- The Washington Times - Wednesday, March 31, 2021

The Washington Nationals had one player test positive for the coronavirus, general manager Mike Rizzo said Wednesday, and another four players and one staff member have been deemed close contacts, putting a damper on Thursday’s opening day.

The five players will miss the season opener against the New York Mets, although Rizzo didn’t identify who had been impacted by the coronavirus. According to MLB’s protocols, close contacts to a positive case must quarantine for at least seven days.

Rizzo said the positive test stems from the team’s Monday testing, before the Nationals played their spring training finale. Then most of the team boarded a charter plane back to D.C.

The positive case and subsequent quarantines of four other players will require roster moves before Washington faces the Mets on Thursday at 7:09 p.m. Rizzo added that the game will be played as scheduled.

“This is just a small blip on our radar screen,” Rizzo said. “We’re going to handle it and take it in stride. And this is the reason why you have 60 good players in your organization, is to kind of prepare for these kinds of fail-safe scenarios.”

Rizzo said the Nationals hadn’t had a positive case all spring training. Once the team learned of the positive case early Wednesday morning, they underwent subsequent testing — the standard every-other-day MLB test as well as a rapid test.

The results from those will go a long way in determining if there was any possible transmission on the charter flight back to Washington. In the meantime, the Nationals will require the assistance of a few players from their alternate training site in Fredericksburg, Virginia, to play Thursday and potentially beyond as the team navigates the coronavirus case.

MLB is allowing clubs to add players to the active list temporarily if they experience a coronavirus outbreak, without needing to place those players on waivers or option them once the other players are healthy to return.

■ Work task A: Under MLB's protocols as described in the article on the Nationals' coronavirus case, how long must close contacts quarantine?
■ Work task B: Name every day of the week mentioned in the article on the Nationals' coronavirus case.
■ Work task C: Resume the article on the Nationals' coronavirus case after its final sentence.

■ Information provided:
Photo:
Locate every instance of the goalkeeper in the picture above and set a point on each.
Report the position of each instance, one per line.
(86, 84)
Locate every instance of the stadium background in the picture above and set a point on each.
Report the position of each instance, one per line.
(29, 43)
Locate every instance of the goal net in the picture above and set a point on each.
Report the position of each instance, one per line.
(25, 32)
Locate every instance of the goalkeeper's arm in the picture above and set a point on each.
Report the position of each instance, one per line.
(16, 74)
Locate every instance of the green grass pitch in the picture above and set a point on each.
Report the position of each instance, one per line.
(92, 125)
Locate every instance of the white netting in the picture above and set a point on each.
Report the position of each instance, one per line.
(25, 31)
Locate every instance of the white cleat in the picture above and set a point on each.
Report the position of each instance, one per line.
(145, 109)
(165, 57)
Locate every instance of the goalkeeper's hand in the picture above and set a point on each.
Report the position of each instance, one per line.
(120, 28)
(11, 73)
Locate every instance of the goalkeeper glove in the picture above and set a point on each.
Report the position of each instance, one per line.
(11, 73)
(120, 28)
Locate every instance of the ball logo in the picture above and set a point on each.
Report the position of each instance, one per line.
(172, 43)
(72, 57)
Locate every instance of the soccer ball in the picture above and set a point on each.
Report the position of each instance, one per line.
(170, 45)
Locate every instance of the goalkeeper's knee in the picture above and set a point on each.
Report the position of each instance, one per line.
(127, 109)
==
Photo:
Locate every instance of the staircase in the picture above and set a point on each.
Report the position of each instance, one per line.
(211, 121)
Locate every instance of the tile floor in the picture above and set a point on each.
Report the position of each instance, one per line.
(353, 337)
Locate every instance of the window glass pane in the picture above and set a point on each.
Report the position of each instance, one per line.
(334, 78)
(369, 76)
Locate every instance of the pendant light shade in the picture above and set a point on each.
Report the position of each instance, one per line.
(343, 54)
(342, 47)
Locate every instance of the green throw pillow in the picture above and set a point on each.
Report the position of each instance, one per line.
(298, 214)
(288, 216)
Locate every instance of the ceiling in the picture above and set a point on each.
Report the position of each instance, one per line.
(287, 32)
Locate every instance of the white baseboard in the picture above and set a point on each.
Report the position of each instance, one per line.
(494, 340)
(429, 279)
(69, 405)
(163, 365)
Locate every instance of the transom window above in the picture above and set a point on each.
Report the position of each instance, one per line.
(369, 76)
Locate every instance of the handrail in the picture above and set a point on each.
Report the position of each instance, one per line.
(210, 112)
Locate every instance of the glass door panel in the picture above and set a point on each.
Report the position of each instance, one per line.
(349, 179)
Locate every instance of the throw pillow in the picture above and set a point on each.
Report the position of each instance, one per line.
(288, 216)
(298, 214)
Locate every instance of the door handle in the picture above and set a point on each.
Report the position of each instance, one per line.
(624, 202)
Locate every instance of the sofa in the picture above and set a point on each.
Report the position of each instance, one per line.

■ Task response A: At least seven days.

■ Task response B: Wednesday, Thursday, Monday

■ Task response C:
Max Scherzer, who’s scheduled to pitch Thursday against Jacob deGrom, wasn’t on the charter flight back to Washington. He and his family instead flew separately. That leaves Scherzer feeling comfortable he’ll be good to pitch opening day.

Up until this point, there had been just 33 positive cases among players during spring training, including the intake testing. 

For players who test positive, MLB protocols require they isolate for a minimum of 10 days. They must undergo a cardiac evaluation before they can return as well as pass an evaluation from the team’s physician and the league’s joint committee.

Close contacts must quarantine for at least seven days. Before they can return, they must test negative on day five or later and show no symptoms.

“We had done so well in spring training, everybody across the game,” Scherzer said. “We had seen so few positive cases across spring training as a whole. But it just shows how quickly that can turn. It can turn on a dime, and we have to face it, and we have to overcome it.”

Last year, the Nationals experienced a coronavirus issue ahead of opening day, too, when Juan Soto was held out over what he felt was a false-positive test.

“Experience is always a good teacher,” Rizzo said. “We went through a little bit of this opening day last year. … It’s not the unknown anymore. We know how to test; we know what happens if there’s a positive, and we react quickly, swiftly within the protocols that have been tried and true through last season.”